--- START OF TASK DATA ---
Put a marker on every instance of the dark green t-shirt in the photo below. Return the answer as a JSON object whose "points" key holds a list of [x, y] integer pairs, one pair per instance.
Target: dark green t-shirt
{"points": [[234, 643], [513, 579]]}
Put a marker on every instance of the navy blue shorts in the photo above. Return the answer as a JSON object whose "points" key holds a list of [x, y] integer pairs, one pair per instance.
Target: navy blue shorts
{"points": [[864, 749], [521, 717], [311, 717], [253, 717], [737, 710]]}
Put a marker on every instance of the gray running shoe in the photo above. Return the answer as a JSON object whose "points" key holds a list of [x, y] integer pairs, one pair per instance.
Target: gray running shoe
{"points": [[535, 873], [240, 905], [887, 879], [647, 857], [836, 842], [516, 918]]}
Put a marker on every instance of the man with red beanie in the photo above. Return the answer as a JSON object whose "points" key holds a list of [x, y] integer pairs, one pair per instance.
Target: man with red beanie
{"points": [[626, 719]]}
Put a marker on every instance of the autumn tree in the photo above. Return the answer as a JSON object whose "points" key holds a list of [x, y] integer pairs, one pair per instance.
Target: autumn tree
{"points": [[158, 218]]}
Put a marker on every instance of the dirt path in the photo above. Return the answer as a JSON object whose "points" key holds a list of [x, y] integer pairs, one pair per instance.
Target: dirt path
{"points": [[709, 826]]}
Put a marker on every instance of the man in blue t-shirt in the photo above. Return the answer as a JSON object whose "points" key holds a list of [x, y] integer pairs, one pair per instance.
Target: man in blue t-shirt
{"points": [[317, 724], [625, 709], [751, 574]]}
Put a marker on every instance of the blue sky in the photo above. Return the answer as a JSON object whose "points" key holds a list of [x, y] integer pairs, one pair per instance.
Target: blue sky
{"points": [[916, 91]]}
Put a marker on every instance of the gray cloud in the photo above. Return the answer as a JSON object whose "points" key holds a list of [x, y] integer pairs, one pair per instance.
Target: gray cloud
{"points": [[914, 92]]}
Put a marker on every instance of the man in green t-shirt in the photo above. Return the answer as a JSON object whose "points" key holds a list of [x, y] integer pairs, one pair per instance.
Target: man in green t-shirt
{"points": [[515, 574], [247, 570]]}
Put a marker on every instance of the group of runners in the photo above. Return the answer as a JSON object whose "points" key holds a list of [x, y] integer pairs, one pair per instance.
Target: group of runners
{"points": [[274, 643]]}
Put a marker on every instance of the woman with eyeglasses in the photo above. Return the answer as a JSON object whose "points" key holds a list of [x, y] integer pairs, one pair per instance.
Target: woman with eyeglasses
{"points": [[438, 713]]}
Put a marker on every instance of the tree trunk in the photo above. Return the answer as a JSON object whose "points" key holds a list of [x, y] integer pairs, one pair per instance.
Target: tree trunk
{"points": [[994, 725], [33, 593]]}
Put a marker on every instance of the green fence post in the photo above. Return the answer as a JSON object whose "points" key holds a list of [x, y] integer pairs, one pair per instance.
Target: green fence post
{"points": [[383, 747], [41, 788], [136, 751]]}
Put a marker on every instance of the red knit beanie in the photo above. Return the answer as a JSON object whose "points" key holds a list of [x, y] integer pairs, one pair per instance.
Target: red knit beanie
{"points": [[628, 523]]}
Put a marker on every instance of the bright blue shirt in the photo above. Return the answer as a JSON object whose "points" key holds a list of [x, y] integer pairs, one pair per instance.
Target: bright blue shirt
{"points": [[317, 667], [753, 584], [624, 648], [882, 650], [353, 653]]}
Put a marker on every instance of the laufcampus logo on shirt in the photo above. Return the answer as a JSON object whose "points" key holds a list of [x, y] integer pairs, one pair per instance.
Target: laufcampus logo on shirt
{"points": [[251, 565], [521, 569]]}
--- END OF TASK DATA ---
* [WHAT IS ASKED]: Each line of the material should be duplicated exactly, please.

* [RESPONSE TO THIS TASK]:
Put a marker on every instance of the dark green t-shirt in the photo below. Return the answer as a JSON object whose "points" key holds a list of [x, y] integer pairs, one pair per instance.
Target: dark green t-shirt
{"points": [[234, 643], [513, 579]]}
Put a marker on every instance of the navy blue shorts in the photo above. Return the answer as a JSON object whose "points" key holds a list of [x, y] integer pairs, one pair per instance.
Target: navy blue shorts
{"points": [[864, 749], [521, 717], [311, 717], [253, 717], [737, 710]]}
Put a marker on every instance of the gray running shoe in the photo above. Return the answer as a JSON object whose "points" key holds a list of [x, y] integer pairs, one pair per instance.
Target: gray running shoe
{"points": [[535, 873], [240, 905], [887, 879], [647, 857], [836, 842], [516, 918]]}
Put a marker on every instance of the man with red beanie in the photo above. Return the answer as a JSON object whose "points" key holds a list of [x, y] integer pairs, one pair per instance.
Target: man with red beanie
{"points": [[626, 719]]}
Put a marker on every instance of the autumn tree in the photo above. Return the answer as a JSON object whose "points" key holds a list of [x, y] integer pairs, one pair per instance.
Target: autumn tree
{"points": [[158, 218]]}
Put a marker on every instance of the dirt path in the photo above. Return the answer as a JSON object whose "points" key holds a list of [x, y] integer pairs, one pair per instance.
Target: dirt path
{"points": [[709, 826]]}
Put a marker on every instance of the man in blue t-shirt in the photo above. Return the answer as a JSON object whose "points" key holds a list of [x, y] integer pairs, one pair per instance.
Target: man in blue t-shirt
{"points": [[317, 724], [625, 709], [751, 574]]}
Put a marker on every instance of the blue sky in the photo above. Return the answer as a JSON object whose "points" key holds a list of [x, y] integer pairs, one pair per instance.
Target: blue sky
{"points": [[916, 91]]}
Put a marker on every instance of the gray cloud in the photo above. Return the answer as a JSON object whose "points" key holds a list of [x, y] integer pairs, one pair per instance.
Target: gray cloud
{"points": [[914, 92]]}
Put a marker on every instance of the man in green t-shirt in the photo above. Return the answer as a JSON object whose "points" key holds a list of [x, y] integer pairs, one pair per instance.
Target: man in green t-shirt
{"points": [[515, 574], [247, 570]]}
Put a marker on every instance of the group of runners in the photo above. Return the answer as a JSON object whose "points" key holds a list of [x, y] integer pairs, one pair per instance.
Target: group of runners
{"points": [[274, 643]]}
Put a marker on every instance of the woman with eyeglasses in the photo above. Return the answer as a JSON object whose "points" key holds a list of [x, y] integer pairs, one pair per instance.
Target: woman with eyeglasses
{"points": [[438, 713]]}
Put a marker on every instance of the tree trunk in the photo above. Return the answer as a JSON object whose "points" key holds a list of [x, y] integer pairs, one pair per instance.
Target: tree trunk
{"points": [[994, 725], [33, 593]]}
Put a marker on every instance of the green fence post in the photo above. Return the answer as a JSON object whose "points" key holds a list of [x, y] integer pairs, one pair per instance.
Target: green fence post
{"points": [[383, 747], [41, 788], [136, 751]]}
Put a marker on every instance of the red knit beanie in the photo above. Return the answer as a JSON object whose "points" key holds a list of [x, y] integer pairs, one pair per instance.
Target: red knit beanie
{"points": [[628, 523]]}
Put a marker on every instance of the bright blue shirt in the photo above. Return the answer as a JSON object whose "points" key holds a list of [x, y] integer pairs, one pair per instance.
Target: bright blue shirt
{"points": [[317, 667], [753, 584], [624, 648], [882, 650], [353, 653]]}
Put a marker on every instance of the laufcampus logo on shirt in the photo above. Return the answer as a JSON object whose "points" key holds a list of [x, y] integer pairs, one pair per instance.
Target: laufcampus logo on shirt
{"points": [[251, 565], [521, 569]]}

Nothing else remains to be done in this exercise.